(Stored dataset items)

= = = = =

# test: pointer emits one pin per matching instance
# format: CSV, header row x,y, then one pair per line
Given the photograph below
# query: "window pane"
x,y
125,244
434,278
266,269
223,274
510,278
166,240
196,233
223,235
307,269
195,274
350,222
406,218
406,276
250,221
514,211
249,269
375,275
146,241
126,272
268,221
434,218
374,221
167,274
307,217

= = = = =

■ **TASK INSTRUCTIONS**:
For each entry above, write out an exact copy.

■ **ANSWER SPACE**:
# test: pointer emits one pin per matching instance
# format: CSV, header row x,y, then one pair per line
Given the photograph below
# query: "window pane"
x,y
125,244
434,278
266,269
223,274
510,278
166,240
196,233
223,235
307,269
195,274
350,222
406,218
406,276
250,221
514,211
249,269
375,275
146,241
126,272
268,221
434,218
374,221
167,274
307,217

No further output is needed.